Put the lines from the start of the records through the line containing "99 94 L 101", both included, into a numbered list, leaving out blank lines.

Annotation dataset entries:
>> START

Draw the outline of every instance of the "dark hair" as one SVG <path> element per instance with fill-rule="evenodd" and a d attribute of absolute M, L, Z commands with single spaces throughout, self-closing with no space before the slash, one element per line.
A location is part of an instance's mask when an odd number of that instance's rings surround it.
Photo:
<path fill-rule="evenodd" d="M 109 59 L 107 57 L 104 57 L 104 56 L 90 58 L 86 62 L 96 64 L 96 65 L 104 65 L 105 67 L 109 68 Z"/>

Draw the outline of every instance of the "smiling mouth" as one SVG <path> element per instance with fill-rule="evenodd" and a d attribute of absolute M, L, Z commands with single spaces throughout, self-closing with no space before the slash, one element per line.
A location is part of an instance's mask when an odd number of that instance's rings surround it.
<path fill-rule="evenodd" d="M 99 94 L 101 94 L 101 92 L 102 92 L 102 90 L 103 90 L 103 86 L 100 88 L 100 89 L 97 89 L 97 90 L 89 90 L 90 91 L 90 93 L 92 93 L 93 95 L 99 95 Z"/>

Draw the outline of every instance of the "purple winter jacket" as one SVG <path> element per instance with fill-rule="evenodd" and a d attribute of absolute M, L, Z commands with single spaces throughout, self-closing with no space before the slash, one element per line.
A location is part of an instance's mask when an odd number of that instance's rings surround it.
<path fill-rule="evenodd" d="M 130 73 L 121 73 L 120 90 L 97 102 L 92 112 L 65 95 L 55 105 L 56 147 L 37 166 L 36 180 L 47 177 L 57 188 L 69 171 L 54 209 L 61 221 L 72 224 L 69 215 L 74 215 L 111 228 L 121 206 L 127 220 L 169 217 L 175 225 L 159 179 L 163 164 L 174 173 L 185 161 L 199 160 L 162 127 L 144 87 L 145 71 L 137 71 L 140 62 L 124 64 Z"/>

>> END

■ Reply to the task ■
1. Draw the outline of every instance of the "dark hair" as one SVG <path> element per instance with fill-rule="evenodd" and a d attribute of absolute M, L, Z commands with single spaces throughout, self-closing with no space before the slash, one element per line.
2. A location is part of an instance's mask when an odd number of that instance's rings surround it.
3. Photo:
4. <path fill-rule="evenodd" d="M 109 59 L 107 57 L 104 57 L 104 56 L 90 58 L 86 62 L 96 64 L 96 65 L 104 65 L 105 67 L 109 68 Z"/>
5. Draw the outline of every instance of the "smiling mouth" as one SVG <path> element per instance with fill-rule="evenodd" and a d attribute of absolute M, L, Z commands with single spaces throughout, self-closing with no space before the slash, one element per line.
6. A location is part of an instance's mask when an odd number of that instance's rings surround it.
7. <path fill-rule="evenodd" d="M 99 94 L 101 94 L 101 92 L 102 92 L 102 90 L 103 90 L 103 86 L 100 88 L 100 89 L 97 89 L 97 90 L 89 90 L 90 91 L 90 93 L 92 93 L 93 95 L 99 95 Z"/>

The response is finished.